>> BEGIN The records
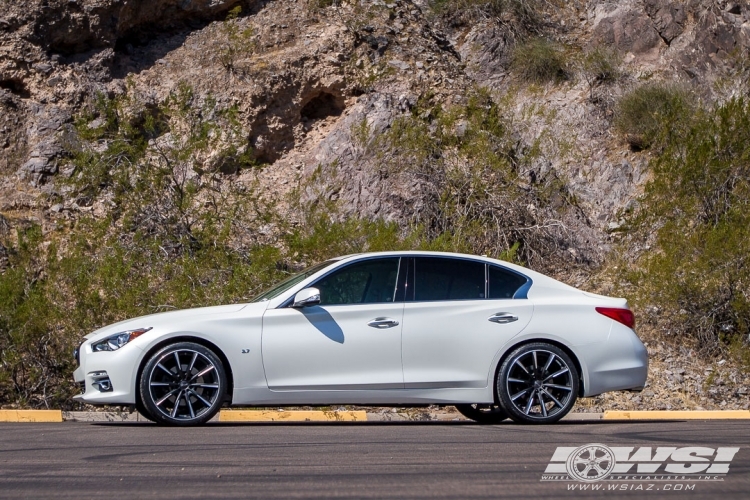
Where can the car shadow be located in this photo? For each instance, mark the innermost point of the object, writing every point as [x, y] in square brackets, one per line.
[324, 323]
[371, 423]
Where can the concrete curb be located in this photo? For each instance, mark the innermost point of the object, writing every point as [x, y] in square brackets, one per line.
[30, 416]
[677, 415]
[264, 415]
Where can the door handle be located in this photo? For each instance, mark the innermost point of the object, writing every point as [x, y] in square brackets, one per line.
[503, 318]
[382, 323]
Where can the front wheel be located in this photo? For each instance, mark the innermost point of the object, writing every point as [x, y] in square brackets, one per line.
[483, 413]
[183, 384]
[537, 384]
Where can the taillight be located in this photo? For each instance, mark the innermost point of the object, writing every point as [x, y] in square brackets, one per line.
[624, 316]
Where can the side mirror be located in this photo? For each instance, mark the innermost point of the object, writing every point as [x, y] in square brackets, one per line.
[307, 297]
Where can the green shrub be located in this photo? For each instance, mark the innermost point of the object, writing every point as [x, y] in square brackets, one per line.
[539, 60]
[697, 274]
[472, 179]
[651, 110]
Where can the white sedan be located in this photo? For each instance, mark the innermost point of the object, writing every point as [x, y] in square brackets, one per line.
[390, 329]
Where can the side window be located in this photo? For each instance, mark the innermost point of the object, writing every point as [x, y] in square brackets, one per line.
[440, 278]
[504, 284]
[368, 282]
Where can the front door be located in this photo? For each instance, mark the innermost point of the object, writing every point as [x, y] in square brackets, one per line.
[351, 341]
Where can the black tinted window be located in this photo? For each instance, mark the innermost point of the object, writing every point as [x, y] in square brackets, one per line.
[438, 278]
[504, 284]
[366, 282]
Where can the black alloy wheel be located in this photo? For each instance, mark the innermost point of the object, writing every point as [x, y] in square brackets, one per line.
[537, 384]
[183, 384]
[483, 413]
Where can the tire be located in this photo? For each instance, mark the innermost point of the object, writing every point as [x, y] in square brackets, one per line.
[537, 384]
[483, 413]
[183, 384]
[140, 408]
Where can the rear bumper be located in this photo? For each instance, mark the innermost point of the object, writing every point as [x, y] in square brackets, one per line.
[618, 364]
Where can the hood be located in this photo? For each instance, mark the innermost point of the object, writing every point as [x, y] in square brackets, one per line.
[158, 319]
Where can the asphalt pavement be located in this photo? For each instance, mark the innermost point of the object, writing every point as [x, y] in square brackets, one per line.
[361, 460]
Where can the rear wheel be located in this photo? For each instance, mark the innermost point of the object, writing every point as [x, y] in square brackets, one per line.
[537, 384]
[483, 413]
[183, 384]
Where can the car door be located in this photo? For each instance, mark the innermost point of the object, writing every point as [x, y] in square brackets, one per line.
[457, 315]
[350, 341]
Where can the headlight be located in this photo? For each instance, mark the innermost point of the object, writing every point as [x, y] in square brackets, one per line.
[114, 342]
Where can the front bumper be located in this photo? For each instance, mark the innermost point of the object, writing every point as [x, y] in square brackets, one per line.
[107, 378]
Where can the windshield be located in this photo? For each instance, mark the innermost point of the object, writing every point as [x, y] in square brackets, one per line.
[288, 283]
>> END The records
--- Exercise requirements ---
Give back the lines of the listing from the one with "Where can the rear bumper" through the end, both included, exactly as written and with nothing added.

--- Answer to the problem ---
Where can the rear bumper be located in this photo? For each instance, mark the innermost point of the object, writing every point as [x, y] in square brackets, one per line.
[618, 364]
Where can the hood be located in this photo? For each instance, mark the innermost point of the object, writing every point as [x, y] in square brackets, one per line.
[158, 319]
Where can the asphalt pavement be located in this photo? For each instance, mark the innermost point of the object, writing every point as [x, y] in square brackets, one per line.
[361, 460]
Where can the rear wheel be located in this photo? For each instance, mark the innermost point of the object, writing every point as [x, y] in square brackets, one per line.
[537, 384]
[483, 413]
[183, 384]
Where can the car door be located in this photo? For each instance, mark the innermost point of the object, writing every point as [x, y] in square brackets, one per line.
[457, 315]
[350, 341]
Where can the headlight be located in this photo? For each instance, mark the innermost point of the object, writing every point as [x, y] in square brackets, one per line.
[114, 342]
Where can the front bumper be located in this photo? For each instance, mark the innermost point of the object, writing every point as [x, y] in square brackets, one per line.
[107, 378]
Where can the windshield be located in this photo? For each instance, mark the innermost point of the object, writing every point as [x, y] in square brackets, one per line.
[288, 283]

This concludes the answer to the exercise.